Supplied text START

The state is also awaiting final approval of a COVID vaccine from Johnson & Johnson by the U.S. Food and Drug Administration. The FDA is scheduled to meet Friday to consider the company’s submission of the vaccine for emergency use authorization. State health officials said Thursday that, if approved, the state would receive 8,900 pairs for the first two weeks.

As of Thursday, people eligible to receive the COVID-19 vaccine in Alaska included most health care providers, pre-K through 12th grade education staff, people 65 or older, people 50 or older with certain high-risk medical conditions and pandemic response staff among others. As of Wednesday, people who help seniors 65 and older get vaccinated are eligible to be vaccinated as well. Both the senior and the person helping need to schedule an appointment at the same location and time and the person assisting doesn’t need to meet other eligibility requirements to be vaccinated.

People who are unsure of whether or not they are eligible to be vaccinated can take an eligibility quiz on the state’s vaccine website at covidvax.alaska.gov.

Alaska continues to lead the nation in vaccine rollout. According to the state’s vaccine monitoring dashboard, 20.6% of Alaska’s population has received at least one dose of the COVID-19 vaccine. That is compared to the nationwide percentage of 13.6%, as reported by NPR’s COVID vaccine tracker. The state with the second-highest rate is New Mexico, where 19.4% of the population has received at least one dose.

As of Thursday afternoon, more than 150 vaccine appointments were available at a clinic scheduled for March 13 at Beacon Occupational Health in Kenai.

The City of Kenai is offering transportation to and from vaccine clinics located in Kenai in partnership with CARTS and Alaska Cab. The city council approved $5,000 for the program at their Jan. 20 meeting. Rides will be offered on a first-come, first-served basis until the budgeted funds run out. In order to participate in the program, people must be going from an address located in Kenai to a clinic in Kenai and will need to provide proof of vaccination.

Supplied text END
Information given START

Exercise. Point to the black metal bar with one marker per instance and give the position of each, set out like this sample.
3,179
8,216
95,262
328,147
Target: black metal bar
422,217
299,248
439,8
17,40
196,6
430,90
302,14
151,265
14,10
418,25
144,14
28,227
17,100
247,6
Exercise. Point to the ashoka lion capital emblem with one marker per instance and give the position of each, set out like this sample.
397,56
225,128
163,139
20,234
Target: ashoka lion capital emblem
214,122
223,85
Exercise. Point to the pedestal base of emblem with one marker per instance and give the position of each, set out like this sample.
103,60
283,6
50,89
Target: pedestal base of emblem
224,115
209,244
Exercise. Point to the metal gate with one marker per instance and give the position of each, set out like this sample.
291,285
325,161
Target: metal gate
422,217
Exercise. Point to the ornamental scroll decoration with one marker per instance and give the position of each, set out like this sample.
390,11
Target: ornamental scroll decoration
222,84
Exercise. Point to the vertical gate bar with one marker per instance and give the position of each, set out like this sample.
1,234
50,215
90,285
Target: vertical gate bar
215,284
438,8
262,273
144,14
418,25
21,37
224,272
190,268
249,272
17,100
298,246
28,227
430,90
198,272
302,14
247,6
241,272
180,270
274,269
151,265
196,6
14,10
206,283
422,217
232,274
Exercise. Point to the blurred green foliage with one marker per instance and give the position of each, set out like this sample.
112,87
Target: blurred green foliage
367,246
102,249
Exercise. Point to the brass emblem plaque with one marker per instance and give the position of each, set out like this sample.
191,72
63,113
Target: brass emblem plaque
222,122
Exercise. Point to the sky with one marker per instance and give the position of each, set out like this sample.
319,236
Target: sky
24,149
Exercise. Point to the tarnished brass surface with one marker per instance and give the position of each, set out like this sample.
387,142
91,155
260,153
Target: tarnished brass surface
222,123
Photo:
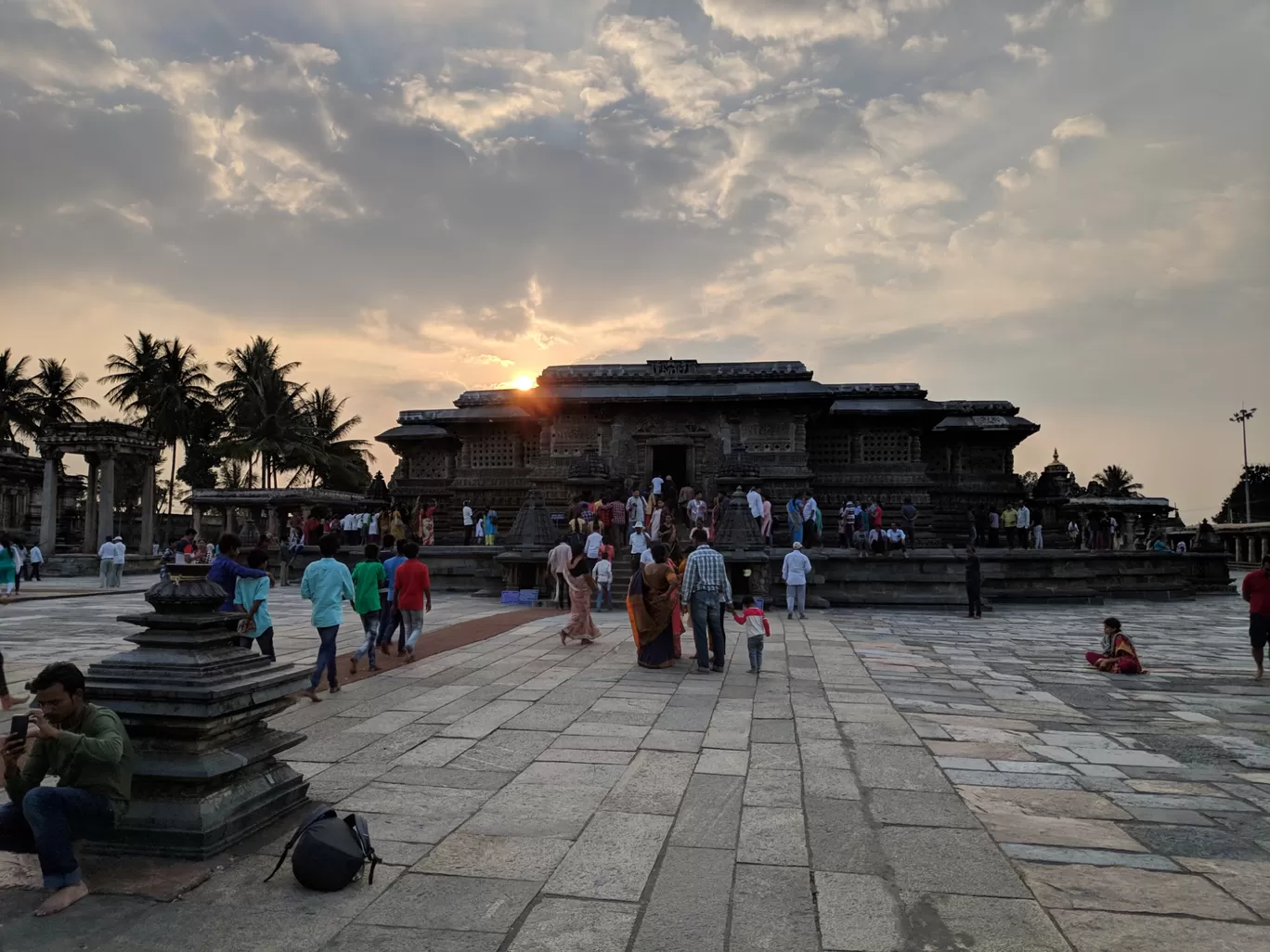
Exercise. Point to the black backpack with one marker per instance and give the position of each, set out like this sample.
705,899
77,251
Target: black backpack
329,852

Information given END

* Problem set *
1. In the Alaska vaccine article, how much money did the Kenai city council approve for the ride program?
2. Extend the Alaska vaccine article with a few more paragraphs that pick up after its last sentence.

* Answers for the exercise *
1. $5,000

2.
The state reported 190 new COVID-19 cases in Alaska on Thursday, including 41 among nonresidents. One new case was reported on the Kenai Peninsula, in Soldotna. To date, 58,179 COVID-19 cases have been reported in Alaska, including 55,886 among residents and 2,293 among nonresidents.

The Kenai Peninsula Borough had the second lowest 14-day case rate in the state on Thursday, at 5.09 cases per 100,000 population. That is compared to the overall state rate of 16.1.

The state announced 11 new hospitalizations and no new deaths on Thursday, bringing statewide totals to 1,233 and 287, respectively. There were 45 people hospitalized in Alaska due to COVID-19 on Thursday, including four who were considered persons under investigation for the disease. Five of the patients are on ventilators.

COVID-19 testing locations on the Kenai Peninsula

On the central peninsula, testing is available at Capstone Family Clinic, K-Beach Medical, Soldotna Professional Pharmacy, Central Peninsula Urgent Care, Peninsula Community Health Services, Urgent Care of Soldotna, the Kenai Public Health Center and Odyssey Family Practice. Call Kenai Public Health at 907-335-3400 for information on testing criteria for each location.

In Homer, testing is available from 9 a.m. to 6 p.m. daily at the lower level of South Peninsula Hospital’s Specialty Clinic as well as through SVT Health & Wellness clinics in Homer, Seldovia and Anchor Point. Call ahead at the hospital at 907-235-0235 and at the SVT clinics at 907-226-2228. Testing is also available at Homer Public Health Center daily from 8:30 a.m. to 5 p.m.

In Ninilchik, NTC Community Clinic is providing testing on Monday, Wednesday and Friday. The testing is only for those traveling, symptomatic, needing testing for medical procedures, or with a known exposure after seven days. Only 20 tests will be offered per day. To make an appointment to be tested at the NTC Community Clinic, call 907-567-3970.

In Seward, testing is available at Providence Seward, Seward Community Health Center, Glacier Family Medicine and North Star Health Clinic.